• Requirement: Quote each of the items below word for word, leaving out the pictures.

• Data provided:
** Start **

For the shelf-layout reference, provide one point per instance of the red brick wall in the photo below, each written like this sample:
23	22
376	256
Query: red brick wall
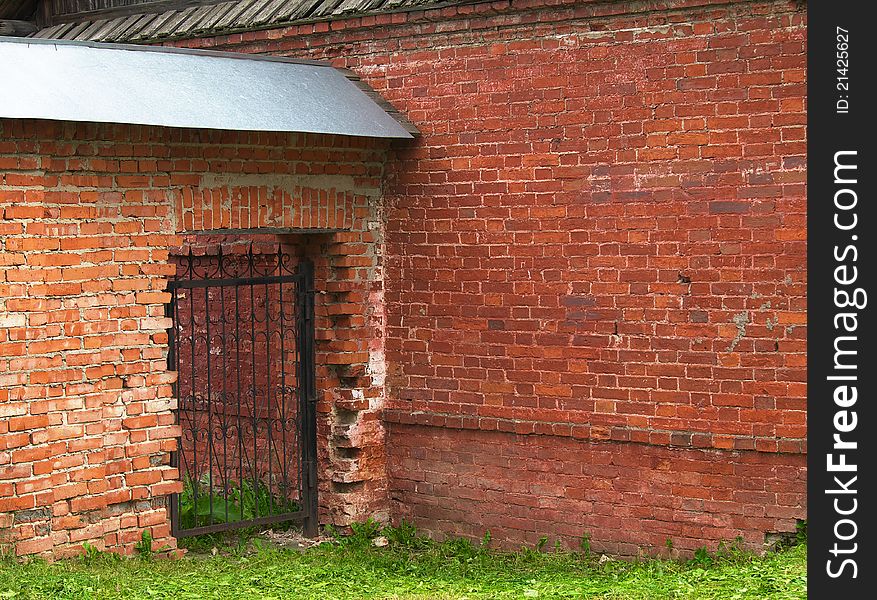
599	236
630	498
88	217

** End **

• Answer to the problem:
For the shelf-layout reference, provide one point per instance of the red brick wall in the photo below, each written like this sample:
23	22
376	256
Query: red brick wall
599	236
630	498
88	217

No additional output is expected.